Filter the entries below down to the lines that hold "determine".

(Saved data entries)

§

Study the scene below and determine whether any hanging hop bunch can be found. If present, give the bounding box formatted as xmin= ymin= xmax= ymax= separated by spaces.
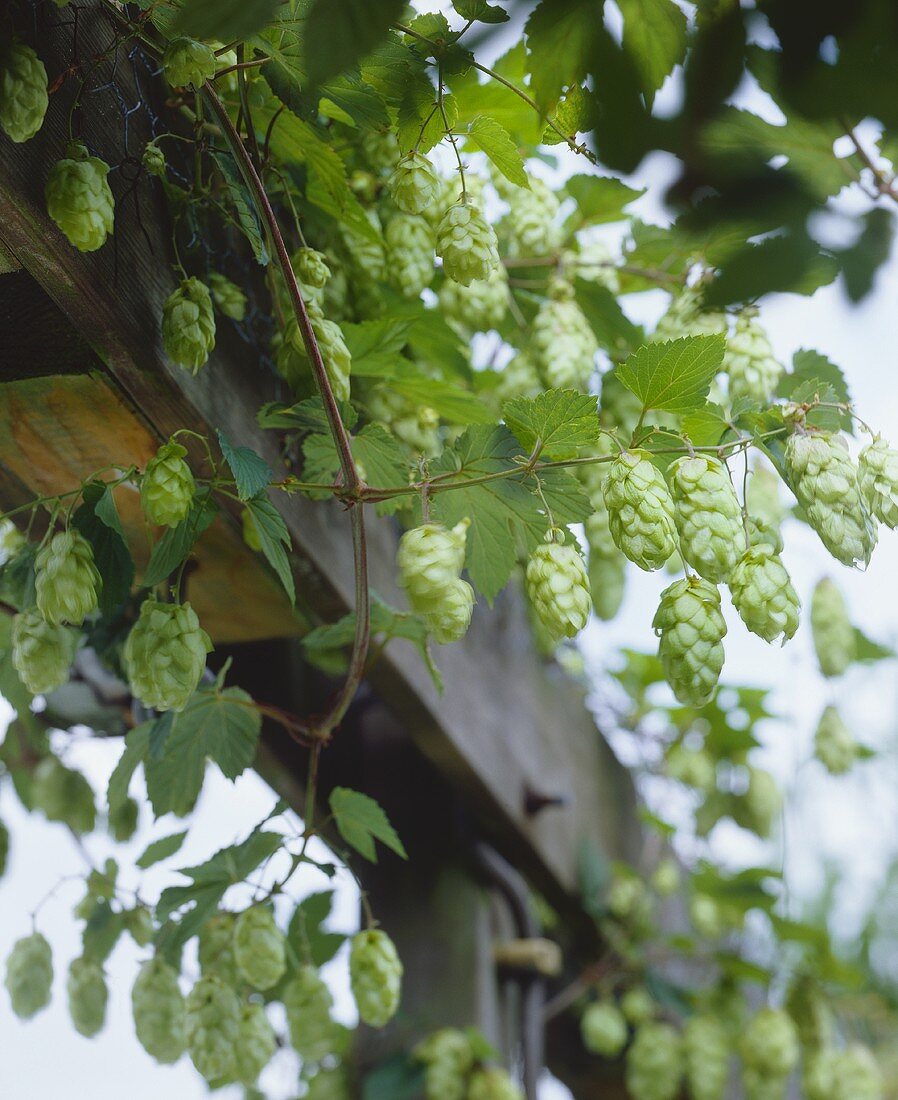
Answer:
xmin=385 ymin=212 xmax=434 ymax=299
xmin=5 ymin=932 xmax=53 ymax=1019
xmin=349 ymin=929 xmax=402 ymax=1028
xmin=504 ymin=178 xmax=562 ymax=257
xmin=740 ymin=1008 xmax=800 ymax=1081
xmin=439 ymin=265 xmax=509 ymax=334
xmin=397 ymin=520 xmax=475 ymax=645
xmin=621 ymin=988 xmax=656 ymax=1027
xmin=728 ymin=545 xmax=800 ymax=643
xmin=141 ymin=440 xmax=195 ymax=527
xmin=162 ymin=36 xmax=217 ymax=88
xmin=0 ymin=41 xmax=48 ymax=142
xmin=67 ymin=956 xmax=108 ymax=1038
xmin=581 ymin=1001 xmax=629 ymax=1058
xmin=185 ymin=975 xmax=240 ymax=1082
xmin=785 ymin=431 xmax=876 ymax=567
xmin=414 ymin=1028 xmax=475 ymax=1100
xmin=625 ymin=1022 xmax=684 ymax=1100
xmin=734 ymin=766 xmax=782 ymax=839
xmin=531 ymin=279 xmax=598 ymax=391
xmin=162 ymin=278 xmax=216 ymax=373
xmin=725 ymin=310 xmax=782 ymax=405
xmin=233 ymin=1002 xmax=277 ymax=1086
xmin=207 ymin=273 xmax=247 ymax=322
xmin=198 ymin=913 xmax=238 ymax=986
xmin=436 ymin=199 xmax=500 ymax=286
xmin=11 ymin=608 xmax=78 ymax=695
xmin=31 ymin=757 xmax=96 ymax=833
xmin=653 ymin=284 xmax=727 ymax=342
xmin=282 ymin=304 xmax=352 ymax=403
xmin=604 ymin=451 xmax=678 ymax=571
xmin=810 ymin=577 xmax=855 ymax=677
xmin=132 ymin=958 xmax=186 ymax=1065
xmin=858 ymin=436 xmax=898 ymax=528
xmin=814 ymin=705 xmax=859 ymax=775
xmin=653 ymin=577 xmax=727 ymax=707
xmin=468 ymin=1067 xmax=524 ymax=1100
xmin=233 ymin=906 xmax=286 ymax=991
xmin=283 ymin=964 xmax=341 ymax=1061
xmin=388 ymin=151 xmax=439 ymax=215
xmin=45 ymin=142 xmax=115 ymax=252
xmin=123 ymin=600 xmax=212 ymax=712
xmin=683 ymin=1015 xmax=730 ymax=1100
xmin=525 ymin=529 xmax=592 ymax=642
xmin=35 ymin=529 xmax=101 ymax=625
xmin=668 ymin=455 xmax=746 ymax=583
xmin=829 ymin=1046 xmax=883 ymax=1100
xmin=295 ymin=247 xmax=331 ymax=289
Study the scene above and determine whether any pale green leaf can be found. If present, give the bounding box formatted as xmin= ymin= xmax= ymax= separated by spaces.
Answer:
xmin=142 ymin=491 xmax=218 ymax=588
xmin=465 ymin=116 xmax=528 ymax=188
xmin=216 ymin=430 xmax=273 ymax=501
xmin=244 ymin=494 xmax=295 ymax=604
xmin=564 ymin=174 xmax=644 ymax=231
xmin=136 ymin=831 xmax=188 ymax=870
xmin=453 ymin=0 xmax=508 ymax=23
xmin=615 ymin=335 xmax=726 ymax=414
xmin=330 ymin=787 xmax=407 ymax=863
xmin=211 ymin=153 xmax=269 ymax=265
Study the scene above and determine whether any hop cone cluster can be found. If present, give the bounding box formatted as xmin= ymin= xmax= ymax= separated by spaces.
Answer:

§

FINISHED EXERCISE:
Study the scene below and determine whether any hanging hop bunch can be found. If present, give the bounding box formatted as xmin= ymin= xmax= ymax= separated by spaces.
Study the scene above and determine whether any pale green leaf can be found. If present, give the bounding box formatted as xmin= ymin= xmax= ymax= separated by spaces.
Study the scene above and determine whether any hop cone cluster can be found. If present, give the bounding box formatted as xmin= ymin= xmax= ymax= separated by spaces.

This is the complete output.